*** Opening Records for the exercise ***
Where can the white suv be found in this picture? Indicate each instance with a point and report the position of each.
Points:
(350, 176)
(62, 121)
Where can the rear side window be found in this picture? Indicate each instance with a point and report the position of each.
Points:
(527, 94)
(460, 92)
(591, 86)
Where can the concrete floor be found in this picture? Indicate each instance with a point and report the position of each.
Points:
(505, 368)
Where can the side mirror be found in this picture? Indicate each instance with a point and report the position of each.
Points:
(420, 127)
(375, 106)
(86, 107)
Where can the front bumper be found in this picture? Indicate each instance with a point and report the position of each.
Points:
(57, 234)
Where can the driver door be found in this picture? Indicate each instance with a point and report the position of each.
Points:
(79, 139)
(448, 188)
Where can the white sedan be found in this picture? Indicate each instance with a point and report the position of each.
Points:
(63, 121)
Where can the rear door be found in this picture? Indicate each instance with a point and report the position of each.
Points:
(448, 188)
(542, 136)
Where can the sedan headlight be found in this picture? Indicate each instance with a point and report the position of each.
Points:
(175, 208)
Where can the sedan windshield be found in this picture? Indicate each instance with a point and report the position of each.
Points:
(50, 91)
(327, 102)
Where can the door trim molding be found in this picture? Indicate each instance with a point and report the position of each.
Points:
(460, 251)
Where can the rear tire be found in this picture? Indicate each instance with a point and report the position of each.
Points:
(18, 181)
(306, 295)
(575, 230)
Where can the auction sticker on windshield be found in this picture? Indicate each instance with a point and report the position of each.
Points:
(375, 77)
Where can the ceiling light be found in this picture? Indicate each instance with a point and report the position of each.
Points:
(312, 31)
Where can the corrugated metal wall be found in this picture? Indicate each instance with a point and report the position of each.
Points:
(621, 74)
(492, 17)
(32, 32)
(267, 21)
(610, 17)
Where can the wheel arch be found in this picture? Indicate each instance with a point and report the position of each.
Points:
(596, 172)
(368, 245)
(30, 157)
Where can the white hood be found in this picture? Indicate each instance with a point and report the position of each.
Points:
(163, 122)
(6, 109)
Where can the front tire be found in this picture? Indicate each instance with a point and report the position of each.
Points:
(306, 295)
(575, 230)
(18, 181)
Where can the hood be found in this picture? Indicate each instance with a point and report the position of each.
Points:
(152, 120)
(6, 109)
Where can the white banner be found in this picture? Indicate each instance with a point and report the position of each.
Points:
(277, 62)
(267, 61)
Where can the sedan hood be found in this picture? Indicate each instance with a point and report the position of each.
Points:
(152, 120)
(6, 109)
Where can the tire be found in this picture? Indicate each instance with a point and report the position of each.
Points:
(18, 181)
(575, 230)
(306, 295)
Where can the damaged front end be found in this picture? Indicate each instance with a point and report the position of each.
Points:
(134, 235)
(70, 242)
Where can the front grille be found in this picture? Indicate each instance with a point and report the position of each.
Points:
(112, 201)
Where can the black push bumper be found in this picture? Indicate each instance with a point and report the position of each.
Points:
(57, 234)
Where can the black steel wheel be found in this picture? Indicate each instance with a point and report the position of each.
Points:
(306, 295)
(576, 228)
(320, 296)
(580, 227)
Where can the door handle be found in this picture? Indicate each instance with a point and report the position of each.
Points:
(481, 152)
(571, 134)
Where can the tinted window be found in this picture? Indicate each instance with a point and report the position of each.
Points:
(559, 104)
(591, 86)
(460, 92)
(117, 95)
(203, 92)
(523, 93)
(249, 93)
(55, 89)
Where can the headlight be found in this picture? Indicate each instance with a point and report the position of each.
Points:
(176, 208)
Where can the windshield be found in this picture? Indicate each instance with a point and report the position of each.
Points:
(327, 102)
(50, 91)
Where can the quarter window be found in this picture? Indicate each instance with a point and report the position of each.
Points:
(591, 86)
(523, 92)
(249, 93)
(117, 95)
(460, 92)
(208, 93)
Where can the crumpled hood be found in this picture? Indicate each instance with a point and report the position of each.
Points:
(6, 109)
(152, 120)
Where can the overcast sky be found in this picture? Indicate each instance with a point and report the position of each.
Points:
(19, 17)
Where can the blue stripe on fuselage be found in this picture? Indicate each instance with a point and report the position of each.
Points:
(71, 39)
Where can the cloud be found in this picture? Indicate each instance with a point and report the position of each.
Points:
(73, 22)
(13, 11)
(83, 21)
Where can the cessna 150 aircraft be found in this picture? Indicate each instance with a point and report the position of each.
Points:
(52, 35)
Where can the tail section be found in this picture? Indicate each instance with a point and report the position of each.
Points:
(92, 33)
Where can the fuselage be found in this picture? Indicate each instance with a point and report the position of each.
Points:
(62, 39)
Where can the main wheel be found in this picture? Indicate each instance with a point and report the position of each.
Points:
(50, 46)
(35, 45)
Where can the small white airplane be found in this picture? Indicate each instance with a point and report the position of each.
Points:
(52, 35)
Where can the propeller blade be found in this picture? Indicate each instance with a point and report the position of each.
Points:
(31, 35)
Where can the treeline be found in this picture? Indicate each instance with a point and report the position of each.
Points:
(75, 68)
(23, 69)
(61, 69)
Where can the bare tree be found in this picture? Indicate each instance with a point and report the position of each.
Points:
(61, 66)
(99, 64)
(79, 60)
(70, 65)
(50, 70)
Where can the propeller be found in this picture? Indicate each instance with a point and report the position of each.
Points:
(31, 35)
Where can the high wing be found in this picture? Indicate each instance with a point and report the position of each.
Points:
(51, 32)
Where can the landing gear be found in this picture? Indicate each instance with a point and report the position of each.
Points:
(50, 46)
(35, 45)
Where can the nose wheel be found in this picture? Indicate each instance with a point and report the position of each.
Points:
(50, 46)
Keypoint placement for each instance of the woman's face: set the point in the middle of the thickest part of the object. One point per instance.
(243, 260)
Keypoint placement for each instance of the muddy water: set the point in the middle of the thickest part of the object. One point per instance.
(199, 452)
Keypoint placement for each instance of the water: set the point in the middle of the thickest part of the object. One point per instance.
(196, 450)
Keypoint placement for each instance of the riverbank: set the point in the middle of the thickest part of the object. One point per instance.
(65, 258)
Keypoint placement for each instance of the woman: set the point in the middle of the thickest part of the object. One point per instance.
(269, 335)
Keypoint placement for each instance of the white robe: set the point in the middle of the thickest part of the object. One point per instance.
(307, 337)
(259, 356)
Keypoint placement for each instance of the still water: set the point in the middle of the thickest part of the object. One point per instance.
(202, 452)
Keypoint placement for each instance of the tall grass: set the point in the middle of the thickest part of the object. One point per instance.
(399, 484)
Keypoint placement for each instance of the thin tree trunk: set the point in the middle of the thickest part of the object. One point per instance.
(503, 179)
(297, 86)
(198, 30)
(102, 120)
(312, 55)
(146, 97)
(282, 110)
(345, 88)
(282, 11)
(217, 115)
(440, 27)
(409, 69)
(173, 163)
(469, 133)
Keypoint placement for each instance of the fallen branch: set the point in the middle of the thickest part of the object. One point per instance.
*** Closing Records for the exercise ***
**What needs to be done**: Write out all the material exactly.

**Response to the task**:
Where can the white suv be found in this picture? Indicate each instance with a point and report the position of each.
Points:
(350, 176)
(62, 121)
Where can the rear side window be found in this picture? Indicate each instance with a point and report the position of each.
Points:
(527, 94)
(460, 92)
(591, 86)
Where can the concrete floor be found in this picture? Indicate each instance with a point and report the position of each.
Points:
(505, 368)
Where can the side mirror be found in this picture? Indicate each instance with a point and report the position of each.
Points:
(420, 127)
(375, 106)
(86, 107)
Where can the front bumper be found in this picture? Indicate each instance with a point and report the position of each.
Points:
(57, 234)
Where can the driver door be found in this picture? Indicate each instance with a point and report the position of each.
Points:
(79, 139)
(448, 188)
Where can the white sedan be found in this picture? Indicate each instance with a point and report the position of each.
Points:
(63, 121)
Where can the rear door be found in this picture? Indicate each instance with a point and report the position of each.
Points:
(448, 188)
(542, 136)
Where can the sedan headlight be found in this picture? Indicate each instance with a point and report the position of each.
Points:
(175, 208)
Where can the sedan windshield be found in this picture? Indicate each instance with a point and report the position of each.
Points:
(50, 91)
(327, 102)
Where can the door trim molding be found in this picture? Indicate each instance with a point and report the position of each.
Points:
(460, 251)
Where can the rear tire be found in this picture? Indicate each instance with a point and report the position of each.
Points:
(18, 181)
(306, 295)
(575, 230)
Where can the auction sticker on windshield be found in this picture? Indicate each instance with a point and report the position of each.
Points:
(375, 77)
Where can the ceiling light be found in this picture? Indicate each instance with a point and report the position of each.
Points:
(312, 31)
Where can the corrugated metal wall be found in this picture? Indicate each instance with a point and report the position of each.
Points:
(621, 74)
(492, 17)
(32, 32)
(267, 21)
(610, 17)
Where can the wheel arch be found in this picture? Indicate each instance with a point and report the position of each.
Points:
(596, 172)
(368, 245)
(30, 157)
Where can the white hood be found in this picture? Indicate each instance with a point and report the position of each.
Points:
(163, 122)
(6, 109)
Where can the front tire be found in this picture? Indicate each instance with a point and report the position of each.
Points:
(306, 295)
(575, 230)
(18, 181)
Where can the hood be found in this picture? Indicate each instance with a point and report the position of each.
Points:
(152, 120)
(6, 109)
Where can the white banner be found in this picture? Indicate each instance with a point and report the position of each.
Points:
(277, 62)
(267, 61)
Where can the sedan hood be found in this picture? Indicate each instance with a point and report the position of each.
Points:
(152, 120)
(6, 109)
Where can the tire be found in this picture? Indicate each instance with a point and report the position of each.
Points:
(18, 181)
(575, 230)
(306, 295)
Where can the damaged front end be found in this picture? Indicate each instance with a point and report the position of each.
Points:
(134, 235)
(70, 242)
Where can the front grille be found in this picture? Indicate each instance with a point and report the position of each.
Points:
(112, 201)
Where can the black push bumper be found in this picture? Indicate each instance with a point and report the position of each.
Points:
(57, 234)
Where can the black steel wheel be found in this picture? Indicate each instance with a point and report the position of each.
Points:
(306, 295)
(576, 228)
(320, 296)
(580, 227)
Where can the door handle be found in this picture? Indicate each instance with a point and report the position of each.
Points:
(481, 152)
(571, 134)
Where can the tinted window be found in this picture? Indicate each instance with a point and report the position of each.
Points:
(559, 104)
(591, 86)
(460, 92)
(117, 95)
(203, 92)
(523, 93)
(249, 93)
(55, 89)
Where can the headlight be found in this picture? Indicate each instance with a point and report the position of each.
Points:
(176, 208)
Where can the windshield be found in this picture? Indicate each instance with a point and report the position of each.
Points:
(327, 102)
(50, 91)
Where can the quarter window be found in this picture? Indicate each instance with a point and report the position of each.
Points:
(591, 86)
(523, 92)
(249, 93)
(117, 95)
(460, 92)
(208, 93)
Where can the crumpled hood be found in this picture? Indicate each instance with a point and report the position of each.
Points:
(6, 109)
(152, 120)
Where can the overcast sky be found in this picture? Indicate each instance with a point and report the position of each.
Points:
(19, 17)
Where can the blue stripe on fuselage be found in this picture? Indicate each instance with a point and report the position of each.
Points:
(71, 39)
Where can the cloud be found in this picture? Indicate each instance with a point and report the position of each.
Points:
(73, 22)
(13, 11)
(83, 21)
Where can the cessna 150 aircraft be found in this picture? Indicate each instance with a point and report the position of each.
Points:
(52, 35)
Where can the tail section be found in this picture? Indicate each instance with a point and report the position of each.
Points:
(92, 33)
Where can the fuselage be found in this picture? Indicate each instance with a point and report the position of each.
Points:
(62, 39)
Where can the main wheel be found in this picture? Indicate each instance with a point and report the position of each.
Points:
(50, 46)
(35, 45)
Where can the small white airplane be found in this picture? Indicate each instance with a point and report the position of each.
Points:
(52, 35)
Where can the propeller blade be found in this picture? Indicate each instance with a point and report the position of each.
Points:
(31, 35)
Where can the treeline be found in this picture? Indicate each instance with a point and report the position of each.
Points:
(75, 68)
(23, 69)
(61, 69)
Where can the bare tree be found in this picture? Indicate each instance with a point and report the position of each.
Points:
(61, 66)
(99, 64)
(79, 60)
(70, 65)
(50, 70)
Where can the propeller be found in this picture? Indicate each instance with a point and report the position of each.
Points:
(31, 35)
Where can the high wing be found in this picture? Indicate each instance with a point and report the position of each.
Points:
(51, 32)
Where can the landing gear be found in this picture? Indicate each instance with a point and report the position of each.
Points:
(50, 46)
(35, 45)
Where can the nose wheel be found in this picture? Indicate each instance with a point and report the position of each.
Points:
(50, 46)
Keypoint placement for each instance of the woman's face: set the point in the middle of the thickest part of the object. One point per instance.
(243, 260)
Keypoint placement for each instance of the muddy water: set the point in the middle of the thickest part of the object. One point per instance.
(199, 452)
Keypoint placement for each instance of the water: set the point in the middle of the thickest part of the object. One point per instance.
(196, 450)
Keypoint placement for each instance of the riverbank: set the point in the middle of the thickest part of the object. One point per instance.
(65, 258)
Keypoint placement for each instance of the woman: set the point in the middle of the thickest part of the object. One point per instance.
(269, 335)
Keypoint placement for each instance of the white robe: set the point in the middle of the thickest part of the object. One point per instance.
(307, 337)
(259, 356)
Keypoint placement for each instance of the still water: set the point in the middle of the thickest part of the object. One point per instance.
(202, 452)
Keypoint placement for each instance of the tall grass: set the point in the middle of the thickest part of the object. One point per instance.
(399, 484)
Keypoint placement for each instance of the thin tree trunk: set the point in the middle of the thickest part of the object. One point per instance.
(503, 179)
(297, 86)
(198, 30)
(102, 120)
(312, 55)
(146, 97)
(282, 110)
(345, 88)
(282, 11)
(217, 115)
(440, 27)
(409, 69)
(173, 163)
(469, 133)
Keypoint placement for each instance of the fallen branch: set the point in the middle of the thickest part of the object. One point per instance.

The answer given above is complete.